***** GIVEN TEXT
Last week, I attended a very entertaining and enlightening presentation as part of the DePaul Graduate Program in Public Relations and Advertising.
The program is run by my friend and renowned public relations pundit Ron Culp. PR Week rates his DePaul program as one of the top five over the last four years. By the way, Ron’s blog Culpwrit, guiding PR careers, is one of the most read in the industry.
The topic of the class was “Chicago Corporations And Their Agencies – A Unique And Fun History.” Bruce Weindruch, the leader of The History Factory made the presentation. I love that Bruce’s company is known for “helping the world’s leading organizations harness their history.” He does this by traveling the world as he advises and counsels organization, corporate and governments on their histories.
Ron and Bruce get this stuff and they tag-teamed the presentation, adding personal and colorful anecdotes. The heart of the presentation was a review of key Chitown advertising and PR events and the most important perspectives about advertising and PR from Chicago’s famous business titans.
**********
***** MATERIAL PROVIDED
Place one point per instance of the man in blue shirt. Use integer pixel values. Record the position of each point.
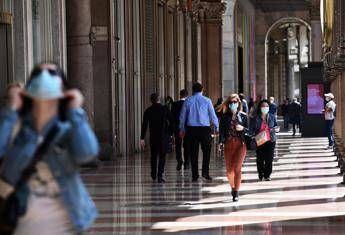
(198, 111)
**********
__WRITTEN TASK 1__
Answer these questions from the passage about the DePaul presentation, one line each:
(a) Who runs the DePaul Graduate Program in Public Relations and Advertising?
(b) What was the title of the class?
(c) Who made the presentation, and what organization does that person lead?
__WRITTEN TASK 2__
Carry on with the passage about the DePaul presentation, starting after its final sentence.

__EXERCISE RESPONSE 1__
(a) Ron Culp
(b) “Chicago Corporations And Their Agencies – A Unique And Fun History.”
(c) Bruce Weindruch, who leads The History Factory

__EXERCISE RESPONSE 2__
I was struck by how relevant their ideas were, and thought:
“Wow, no matter what the new marketing strategy is – social media, customer experience, public relations, content or digital marketing — these ‘old’ ideas are still relevant, maybe more so, today.”
So, what’s old is really new again?
You tell me, as here is what the titans had to say about advertising and PR. Are they still the most tested and proven pillars for successful communications and business?
“Trying to do business without advertising is like winking at a pretty girl through a pair of green goggles. You may know what you’re doing, but no one else does.” Cyrus Hall McCormick, founder of International Harvester.
“Get the confidence of the public and you will have no difficulty in getting their patronage.” Harry Gordon Selfridge, founder of Selfridges Department Store and 25-year employee of Marshal Fields. Yes, that Selfridge from PBS played by Jeremy Piven.
“Babies who never heard about you are being born every day, and people who once knew forget you if you don’t keep them reminded constantly.” William Wrigley Jr., founder of the Wrigley Co.
“People look at the corporation not only as customers but also as citizens who want to know whether the corporation, however excellent its products, is conducting itself in the public interest.” Robert E. Wood, chairman of Sears, Roebuck and Company.
“Good public relations meant good business.” Ray Kroc, McDonald’s founder.
“Public relations was worth 100 times the advertising establishing the success of Sara Lee.” Charlie Lubin, founder of Sara Lee.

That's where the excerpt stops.